- What you should do -
Please tally the lines in the records below that contain the string "flower", matching case exactly. Give only the number.

____________________

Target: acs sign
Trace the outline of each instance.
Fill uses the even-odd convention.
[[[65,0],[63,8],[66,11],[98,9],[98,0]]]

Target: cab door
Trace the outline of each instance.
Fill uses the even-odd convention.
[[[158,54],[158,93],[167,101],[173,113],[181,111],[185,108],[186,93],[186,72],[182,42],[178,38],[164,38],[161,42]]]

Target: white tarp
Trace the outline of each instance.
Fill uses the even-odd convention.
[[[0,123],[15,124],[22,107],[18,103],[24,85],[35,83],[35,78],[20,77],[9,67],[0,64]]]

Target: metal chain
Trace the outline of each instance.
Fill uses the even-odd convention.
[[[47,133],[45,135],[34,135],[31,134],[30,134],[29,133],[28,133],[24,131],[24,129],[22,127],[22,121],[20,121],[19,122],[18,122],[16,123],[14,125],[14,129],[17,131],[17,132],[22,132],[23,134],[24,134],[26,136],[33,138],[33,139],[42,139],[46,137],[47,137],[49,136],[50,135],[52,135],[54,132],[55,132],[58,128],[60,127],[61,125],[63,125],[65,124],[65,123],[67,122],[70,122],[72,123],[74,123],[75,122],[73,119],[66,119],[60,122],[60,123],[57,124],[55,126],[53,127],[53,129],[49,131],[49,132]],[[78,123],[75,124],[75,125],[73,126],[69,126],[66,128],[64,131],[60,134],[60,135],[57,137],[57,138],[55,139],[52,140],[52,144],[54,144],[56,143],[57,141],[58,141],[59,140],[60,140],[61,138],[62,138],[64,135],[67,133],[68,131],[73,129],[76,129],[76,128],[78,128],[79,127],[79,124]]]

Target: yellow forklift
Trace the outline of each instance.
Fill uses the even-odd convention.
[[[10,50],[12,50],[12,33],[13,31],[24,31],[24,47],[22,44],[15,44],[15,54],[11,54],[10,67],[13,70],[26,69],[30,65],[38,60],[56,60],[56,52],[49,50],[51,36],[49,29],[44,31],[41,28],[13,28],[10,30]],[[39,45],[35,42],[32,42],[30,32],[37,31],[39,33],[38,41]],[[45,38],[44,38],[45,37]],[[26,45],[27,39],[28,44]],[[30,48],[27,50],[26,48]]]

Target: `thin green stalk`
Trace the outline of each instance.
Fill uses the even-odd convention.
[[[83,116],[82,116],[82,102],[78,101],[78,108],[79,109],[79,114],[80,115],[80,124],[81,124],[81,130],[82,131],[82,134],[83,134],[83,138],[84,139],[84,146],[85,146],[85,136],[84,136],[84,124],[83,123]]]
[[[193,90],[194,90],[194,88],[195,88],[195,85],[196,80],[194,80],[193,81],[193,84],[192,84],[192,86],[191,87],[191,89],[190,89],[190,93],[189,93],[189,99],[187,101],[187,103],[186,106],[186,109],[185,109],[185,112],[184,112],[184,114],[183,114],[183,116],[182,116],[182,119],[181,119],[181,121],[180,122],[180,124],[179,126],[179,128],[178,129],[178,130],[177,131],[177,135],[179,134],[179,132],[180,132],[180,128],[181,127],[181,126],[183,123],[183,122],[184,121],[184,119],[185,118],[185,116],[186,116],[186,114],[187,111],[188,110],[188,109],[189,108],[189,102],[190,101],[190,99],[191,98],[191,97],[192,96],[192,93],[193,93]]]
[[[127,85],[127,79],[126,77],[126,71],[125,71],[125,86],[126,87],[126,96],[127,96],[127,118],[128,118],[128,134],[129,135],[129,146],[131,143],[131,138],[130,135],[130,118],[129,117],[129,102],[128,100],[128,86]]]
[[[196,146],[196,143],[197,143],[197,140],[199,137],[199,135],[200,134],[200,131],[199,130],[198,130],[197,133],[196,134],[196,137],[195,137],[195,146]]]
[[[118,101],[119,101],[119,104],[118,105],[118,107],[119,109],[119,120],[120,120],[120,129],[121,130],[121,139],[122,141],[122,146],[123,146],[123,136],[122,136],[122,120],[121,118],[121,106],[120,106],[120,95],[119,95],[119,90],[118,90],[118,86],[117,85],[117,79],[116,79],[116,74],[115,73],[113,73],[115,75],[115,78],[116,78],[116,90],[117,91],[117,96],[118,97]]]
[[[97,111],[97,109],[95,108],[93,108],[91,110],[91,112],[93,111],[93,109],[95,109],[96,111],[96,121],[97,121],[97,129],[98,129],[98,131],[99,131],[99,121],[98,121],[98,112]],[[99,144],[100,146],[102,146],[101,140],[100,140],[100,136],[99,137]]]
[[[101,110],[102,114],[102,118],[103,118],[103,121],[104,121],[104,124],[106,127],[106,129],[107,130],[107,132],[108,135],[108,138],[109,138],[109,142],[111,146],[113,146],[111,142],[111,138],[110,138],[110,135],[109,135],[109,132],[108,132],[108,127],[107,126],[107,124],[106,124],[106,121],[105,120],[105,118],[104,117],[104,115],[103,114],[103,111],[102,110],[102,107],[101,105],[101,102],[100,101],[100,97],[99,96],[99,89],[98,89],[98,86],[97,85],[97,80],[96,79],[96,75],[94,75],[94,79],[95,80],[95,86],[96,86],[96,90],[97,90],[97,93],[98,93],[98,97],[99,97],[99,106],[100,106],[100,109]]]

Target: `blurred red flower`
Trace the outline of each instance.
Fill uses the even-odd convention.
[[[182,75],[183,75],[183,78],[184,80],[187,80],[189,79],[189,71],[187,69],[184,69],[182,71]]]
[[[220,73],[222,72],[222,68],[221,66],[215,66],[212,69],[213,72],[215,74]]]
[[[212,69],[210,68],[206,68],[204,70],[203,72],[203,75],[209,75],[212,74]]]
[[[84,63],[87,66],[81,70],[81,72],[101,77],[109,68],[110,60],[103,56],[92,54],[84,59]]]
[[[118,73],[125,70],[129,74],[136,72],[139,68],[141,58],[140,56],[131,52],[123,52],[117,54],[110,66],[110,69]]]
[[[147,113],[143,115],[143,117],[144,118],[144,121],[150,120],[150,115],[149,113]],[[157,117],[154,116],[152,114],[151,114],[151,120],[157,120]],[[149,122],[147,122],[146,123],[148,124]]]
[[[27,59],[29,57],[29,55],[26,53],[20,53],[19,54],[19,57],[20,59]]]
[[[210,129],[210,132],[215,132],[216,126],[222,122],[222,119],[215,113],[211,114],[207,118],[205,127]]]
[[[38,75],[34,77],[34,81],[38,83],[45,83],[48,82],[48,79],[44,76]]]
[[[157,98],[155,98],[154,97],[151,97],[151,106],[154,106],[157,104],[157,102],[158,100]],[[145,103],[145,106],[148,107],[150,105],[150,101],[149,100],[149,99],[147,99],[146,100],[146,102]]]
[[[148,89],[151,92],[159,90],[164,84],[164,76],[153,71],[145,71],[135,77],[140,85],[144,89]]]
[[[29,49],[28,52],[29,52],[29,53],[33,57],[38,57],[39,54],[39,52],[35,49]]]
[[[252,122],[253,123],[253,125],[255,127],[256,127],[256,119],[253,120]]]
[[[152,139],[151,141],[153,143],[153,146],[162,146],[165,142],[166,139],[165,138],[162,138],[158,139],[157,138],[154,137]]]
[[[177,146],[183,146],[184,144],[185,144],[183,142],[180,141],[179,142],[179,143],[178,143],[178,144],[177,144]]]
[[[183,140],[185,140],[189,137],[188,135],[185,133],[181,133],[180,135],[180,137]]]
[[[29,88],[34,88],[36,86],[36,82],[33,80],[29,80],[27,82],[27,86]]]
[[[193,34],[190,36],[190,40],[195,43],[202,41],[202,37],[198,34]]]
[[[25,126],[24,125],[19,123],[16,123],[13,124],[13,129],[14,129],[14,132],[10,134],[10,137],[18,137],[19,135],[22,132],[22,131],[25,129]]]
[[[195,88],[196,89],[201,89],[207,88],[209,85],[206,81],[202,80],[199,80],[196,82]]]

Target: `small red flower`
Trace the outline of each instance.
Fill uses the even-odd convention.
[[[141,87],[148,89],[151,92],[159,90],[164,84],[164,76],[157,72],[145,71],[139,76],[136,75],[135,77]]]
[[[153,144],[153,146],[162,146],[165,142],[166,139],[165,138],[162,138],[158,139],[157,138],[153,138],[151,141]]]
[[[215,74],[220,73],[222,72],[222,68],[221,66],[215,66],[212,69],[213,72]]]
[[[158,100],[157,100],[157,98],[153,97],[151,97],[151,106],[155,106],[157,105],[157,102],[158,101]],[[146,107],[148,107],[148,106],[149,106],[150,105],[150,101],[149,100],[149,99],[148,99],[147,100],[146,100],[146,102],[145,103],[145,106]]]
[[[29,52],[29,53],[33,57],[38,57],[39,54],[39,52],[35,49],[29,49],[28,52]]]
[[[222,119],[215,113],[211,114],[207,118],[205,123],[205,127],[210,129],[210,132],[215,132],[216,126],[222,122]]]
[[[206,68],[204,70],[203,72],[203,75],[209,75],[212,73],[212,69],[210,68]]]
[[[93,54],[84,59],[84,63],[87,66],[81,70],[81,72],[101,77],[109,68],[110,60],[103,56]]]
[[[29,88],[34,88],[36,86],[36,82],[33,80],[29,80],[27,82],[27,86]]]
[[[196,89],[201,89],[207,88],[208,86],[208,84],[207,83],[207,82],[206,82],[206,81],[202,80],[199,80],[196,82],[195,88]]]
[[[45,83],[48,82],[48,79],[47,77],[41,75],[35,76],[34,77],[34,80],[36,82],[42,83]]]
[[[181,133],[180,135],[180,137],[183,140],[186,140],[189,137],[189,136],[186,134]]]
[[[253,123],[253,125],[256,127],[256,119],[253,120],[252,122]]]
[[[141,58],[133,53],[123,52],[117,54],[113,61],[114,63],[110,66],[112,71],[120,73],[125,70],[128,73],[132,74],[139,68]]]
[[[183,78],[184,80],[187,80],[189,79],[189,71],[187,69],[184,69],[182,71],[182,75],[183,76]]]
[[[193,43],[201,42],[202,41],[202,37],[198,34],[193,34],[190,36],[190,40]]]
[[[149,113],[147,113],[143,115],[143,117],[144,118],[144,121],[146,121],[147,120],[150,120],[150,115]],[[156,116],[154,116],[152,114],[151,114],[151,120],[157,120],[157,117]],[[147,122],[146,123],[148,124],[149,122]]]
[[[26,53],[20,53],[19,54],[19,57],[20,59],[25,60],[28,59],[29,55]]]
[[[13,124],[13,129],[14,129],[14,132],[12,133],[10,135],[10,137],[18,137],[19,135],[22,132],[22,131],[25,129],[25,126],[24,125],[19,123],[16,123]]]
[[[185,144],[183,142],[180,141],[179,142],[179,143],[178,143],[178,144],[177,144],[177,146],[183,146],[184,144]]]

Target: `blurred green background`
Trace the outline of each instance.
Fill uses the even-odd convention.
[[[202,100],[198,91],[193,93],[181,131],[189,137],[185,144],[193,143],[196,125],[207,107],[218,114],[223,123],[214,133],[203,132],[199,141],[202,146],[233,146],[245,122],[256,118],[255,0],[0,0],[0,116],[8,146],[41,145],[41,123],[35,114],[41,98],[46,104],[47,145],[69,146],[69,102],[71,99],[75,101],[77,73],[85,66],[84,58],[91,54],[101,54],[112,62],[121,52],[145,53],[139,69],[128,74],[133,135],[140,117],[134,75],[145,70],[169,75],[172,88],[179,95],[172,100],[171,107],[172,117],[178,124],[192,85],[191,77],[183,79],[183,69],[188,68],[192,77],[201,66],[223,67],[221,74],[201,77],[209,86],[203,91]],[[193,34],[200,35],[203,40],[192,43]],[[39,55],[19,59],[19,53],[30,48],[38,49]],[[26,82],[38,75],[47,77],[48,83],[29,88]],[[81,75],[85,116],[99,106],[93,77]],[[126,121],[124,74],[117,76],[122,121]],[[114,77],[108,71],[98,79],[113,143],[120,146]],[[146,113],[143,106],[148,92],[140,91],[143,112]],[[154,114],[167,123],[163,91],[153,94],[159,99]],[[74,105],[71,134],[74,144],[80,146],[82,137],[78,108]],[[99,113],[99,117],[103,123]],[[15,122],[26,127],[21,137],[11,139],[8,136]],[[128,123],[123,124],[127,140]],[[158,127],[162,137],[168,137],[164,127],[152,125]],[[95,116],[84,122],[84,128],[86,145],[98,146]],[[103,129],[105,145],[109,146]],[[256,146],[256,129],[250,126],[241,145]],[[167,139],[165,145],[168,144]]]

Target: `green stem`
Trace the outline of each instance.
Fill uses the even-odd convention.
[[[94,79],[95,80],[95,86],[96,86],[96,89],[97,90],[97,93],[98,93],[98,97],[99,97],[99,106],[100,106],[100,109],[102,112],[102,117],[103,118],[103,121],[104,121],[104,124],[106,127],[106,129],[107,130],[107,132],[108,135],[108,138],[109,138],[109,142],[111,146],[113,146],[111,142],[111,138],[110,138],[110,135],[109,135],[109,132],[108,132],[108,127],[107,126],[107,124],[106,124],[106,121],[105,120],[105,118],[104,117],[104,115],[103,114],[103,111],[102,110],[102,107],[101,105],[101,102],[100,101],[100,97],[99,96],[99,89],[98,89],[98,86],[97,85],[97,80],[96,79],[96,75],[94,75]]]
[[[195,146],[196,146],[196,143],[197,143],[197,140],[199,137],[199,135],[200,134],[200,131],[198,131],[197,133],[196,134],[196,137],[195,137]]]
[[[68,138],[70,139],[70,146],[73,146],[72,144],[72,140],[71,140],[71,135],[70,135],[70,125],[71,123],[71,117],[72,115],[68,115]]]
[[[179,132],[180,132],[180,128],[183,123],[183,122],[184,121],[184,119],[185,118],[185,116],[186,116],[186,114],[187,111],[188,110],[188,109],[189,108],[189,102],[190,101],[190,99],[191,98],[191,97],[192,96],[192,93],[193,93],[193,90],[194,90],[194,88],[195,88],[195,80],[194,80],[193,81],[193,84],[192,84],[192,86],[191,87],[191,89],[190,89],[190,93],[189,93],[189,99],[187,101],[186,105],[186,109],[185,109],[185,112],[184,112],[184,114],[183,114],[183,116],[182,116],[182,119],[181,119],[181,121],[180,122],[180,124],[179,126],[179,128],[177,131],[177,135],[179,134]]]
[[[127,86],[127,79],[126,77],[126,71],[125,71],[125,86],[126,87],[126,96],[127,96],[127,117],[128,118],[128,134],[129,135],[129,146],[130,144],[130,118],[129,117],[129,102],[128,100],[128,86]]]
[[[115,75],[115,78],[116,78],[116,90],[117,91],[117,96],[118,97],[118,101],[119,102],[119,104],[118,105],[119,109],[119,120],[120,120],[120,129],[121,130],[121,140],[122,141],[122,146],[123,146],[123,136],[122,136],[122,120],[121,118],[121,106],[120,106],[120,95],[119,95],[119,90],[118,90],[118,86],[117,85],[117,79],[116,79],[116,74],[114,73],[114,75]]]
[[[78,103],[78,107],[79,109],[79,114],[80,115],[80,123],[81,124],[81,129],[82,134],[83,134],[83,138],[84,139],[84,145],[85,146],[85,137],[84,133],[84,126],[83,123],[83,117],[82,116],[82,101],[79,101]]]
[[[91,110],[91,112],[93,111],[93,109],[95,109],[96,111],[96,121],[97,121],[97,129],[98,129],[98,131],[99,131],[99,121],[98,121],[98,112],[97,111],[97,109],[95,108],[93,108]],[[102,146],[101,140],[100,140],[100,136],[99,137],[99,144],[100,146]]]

____________________

- Written reply -
2